• **WORK INSTRUCTIONS**: Recast every line of the rows below as a numbered list, skipping blank lines and leaving out the pictures.

[begin DATA EXTRACT]

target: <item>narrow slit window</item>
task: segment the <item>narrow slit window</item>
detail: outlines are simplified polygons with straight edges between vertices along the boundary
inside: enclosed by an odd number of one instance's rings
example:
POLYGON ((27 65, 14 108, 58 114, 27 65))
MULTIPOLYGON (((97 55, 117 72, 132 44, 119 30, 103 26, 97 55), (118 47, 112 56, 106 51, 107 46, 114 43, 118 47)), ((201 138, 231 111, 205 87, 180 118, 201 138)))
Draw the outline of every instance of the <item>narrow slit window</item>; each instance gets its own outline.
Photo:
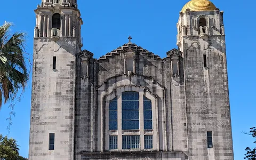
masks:
POLYGON ((213 147, 212 131, 207 131, 207 146, 208 148, 211 148, 213 147))
POLYGON ((144 135, 144 148, 152 149, 153 148, 153 135, 144 135))
POLYGON ((204 54, 204 67, 207 67, 207 59, 206 59, 206 55, 204 54))
POLYGON ((56 57, 53 57, 53 61, 52 62, 52 69, 56 69, 56 57))
POLYGON ((49 134, 49 150, 54 150, 55 134, 49 134))
POLYGON ((109 149, 117 149, 117 136, 109 136, 109 149))

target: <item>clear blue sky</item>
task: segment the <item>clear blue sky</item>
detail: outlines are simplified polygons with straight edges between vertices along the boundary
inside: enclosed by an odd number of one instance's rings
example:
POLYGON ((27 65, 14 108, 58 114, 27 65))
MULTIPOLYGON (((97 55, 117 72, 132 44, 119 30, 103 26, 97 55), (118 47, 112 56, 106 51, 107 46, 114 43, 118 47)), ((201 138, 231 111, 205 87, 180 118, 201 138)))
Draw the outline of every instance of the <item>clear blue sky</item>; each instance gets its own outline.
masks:
MULTIPOLYGON (((32 60, 33 34, 35 24, 34 9, 41 0, 1 1, 0 24, 12 22, 13 30, 28 34, 27 52, 32 60), (25 2, 26 1, 26 2, 25 2)), ((166 56, 166 52, 177 48, 176 23, 181 8, 188 0, 78 0, 84 25, 83 49, 102 55, 127 42, 132 42, 145 49, 166 56)), ((236 160, 243 159, 245 148, 253 146, 253 139, 243 131, 256 126, 256 90, 255 61, 256 45, 255 19, 253 15, 254 0, 212 0, 217 7, 224 11, 228 77, 236 160), (246 3, 245 3, 246 2, 246 3)), ((47 53, 46 53, 47 54, 47 53)), ((31 76, 30 76, 31 77, 31 76)), ((13 119, 10 137, 18 141, 20 154, 28 157, 30 114, 31 82, 15 107, 16 117, 13 119)), ((6 135, 10 109, 3 106, 0 110, 0 133, 6 135)))

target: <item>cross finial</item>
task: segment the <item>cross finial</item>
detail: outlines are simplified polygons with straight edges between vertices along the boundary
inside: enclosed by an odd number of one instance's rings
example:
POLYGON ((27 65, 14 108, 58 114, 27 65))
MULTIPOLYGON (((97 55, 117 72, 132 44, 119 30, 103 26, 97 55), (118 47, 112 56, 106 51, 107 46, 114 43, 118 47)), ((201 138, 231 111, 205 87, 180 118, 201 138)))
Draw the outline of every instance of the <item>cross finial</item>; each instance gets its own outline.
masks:
POLYGON ((132 37, 131 37, 131 36, 129 36, 129 37, 128 37, 128 39, 129 39, 129 43, 131 43, 131 39, 132 39, 132 37))

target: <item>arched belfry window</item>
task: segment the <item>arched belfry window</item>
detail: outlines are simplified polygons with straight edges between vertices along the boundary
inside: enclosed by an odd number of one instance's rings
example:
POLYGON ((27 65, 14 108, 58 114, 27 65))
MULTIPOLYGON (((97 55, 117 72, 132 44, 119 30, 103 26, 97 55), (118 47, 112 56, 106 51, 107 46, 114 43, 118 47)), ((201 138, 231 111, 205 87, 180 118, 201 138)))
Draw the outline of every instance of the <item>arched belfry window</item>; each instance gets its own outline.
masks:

[end DATA EXTRACT]

• **TASK RESULT**:
1. target: <item>narrow slit window</item>
2. task: segment the <item>narrow slit window</item>
3. detail: outlines are simplified polygons with straight edges between vertices along the boundary
4. inside: enclosed by an odd number of one instance's rings
5. example:
6. POLYGON ((27 65, 14 108, 58 114, 27 65))
7. MULTIPOLYGON (((97 55, 117 72, 132 44, 119 30, 103 26, 97 55), (118 47, 112 56, 106 51, 107 46, 114 43, 118 47)), ((201 138, 231 111, 205 87, 180 118, 201 138)))
8. Draw the outline of every instance of the <item>narrow slit window</item>; each instance gets its own outline.
9. Photo:
10. masks:
11. POLYGON ((213 147, 212 131, 207 131, 207 146, 208 148, 211 148, 213 147))
12. POLYGON ((144 135, 144 148, 152 149, 153 148, 153 135, 144 135))
13. POLYGON ((204 54, 204 67, 207 67, 207 59, 206 59, 206 55, 204 54))
14. POLYGON ((56 57, 53 57, 53 61, 52 62, 52 69, 56 69, 56 57))
15. POLYGON ((49 134, 49 150, 54 150, 55 134, 49 134))
16. POLYGON ((109 149, 117 149, 117 136, 109 136, 109 149))
17. target: <item>clear blue sky</item>
18. task: segment the <item>clear blue sky</item>
19. detail: outlines are simplified polygons with straight edges between vertices along the boundary
20. inside: enclosed by an odd number of one instance's rings
21. example:
22. POLYGON ((27 65, 14 108, 58 114, 27 65))
23. MULTIPOLYGON (((97 55, 117 72, 132 44, 119 30, 103 26, 97 55), (118 47, 112 56, 106 51, 107 46, 114 43, 118 47)), ((201 138, 231 111, 205 87, 180 118, 201 138)))
24. Draw the outline of every instance of the <item>clear blue sky</item>; each instance gets its own outline.
25. masks:
26. MULTIPOLYGON (((32 60, 33 34, 35 24, 34 9, 41 0, 1 1, 0 24, 12 22, 13 30, 28 34, 27 52, 32 60), (25 2, 26 1, 26 2, 25 2)), ((166 56, 166 52, 177 48, 176 23, 181 8, 188 0, 78 0, 84 25, 83 49, 102 55, 127 42, 132 42, 145 49, 166 56)), ((236 160, 243 159, 245 148, 253 146, 253 139, 243 131, 256 126, 256 90, 255 61, 256 45, 255 19, 253 15, 254 0, 212 0, 217 7, 224 11, 228 77, 236 160), (246 3, 245 3, 246 2, 246 3)), ((47 53, 46 53, 47 54, 47 53)), ((31 76, 30 76, 31 77, 31 76)), ((13 119, 10 137, 18 141, 20 154, 28 157, 30 114, 31 82, 15 107, 16 117, 13 119)), ((6 135, 10 109, 3 106, 0 110, 0 133, 6 135)))
27. target: <item>cross finial</item>
28. task: segment the <item>cross finial</item>
29. detail: outlines are simplified polygons with straight edges between vertices along the boundary
30. inside: enclosed by an odd number of one instance's rings
31. example:
32. POLYGON ((27 65, 14 108, 58 114, 27 65))
33. MULTIPOLYGON (((97 55, 117 72, 132 44, 119 30, 103 26, 97 55), (118 47, 112 56, 106 51, 107 46, 114 43, 118 47)), ((201 138, 231 111, 205 87, 180 118, 201 138)))
34. Draw the outline of every instance of the <item>cross finial</item>; each instance gets its own outline.
35. masks:
36. POLYGON ((132 37, 131 37, 131 36, 129 36, 129 37, 128 37, 128 39, 129 39, 129 43, 131 43, 131 39, 132 39, 132 37))
37. target: <item>arched belfry window</item>
38. task: segment the <item>arched belfry window</item>
39. detail: outlines are simplified polygons with straight edges between vertices along the boundary
40. inside: enclosed by an odd number of one instance's rings
41. example:
42. POLYGON ((27 65, 14 108, 58 114, 27 65))
43. MULTIPOLYGON (((97 55, 117 72, 132 44, 119 30, 103 26, 97 55), (118 47, 112 56, 106 51, 107 46, 114 43, 118 47)), ((201 138, 231 111, 205 87, 180 118, 201 138)))
44. Draw the outline of every instance of the <item>arched belfry window</item>; each instance gets its own outline.
45. masks:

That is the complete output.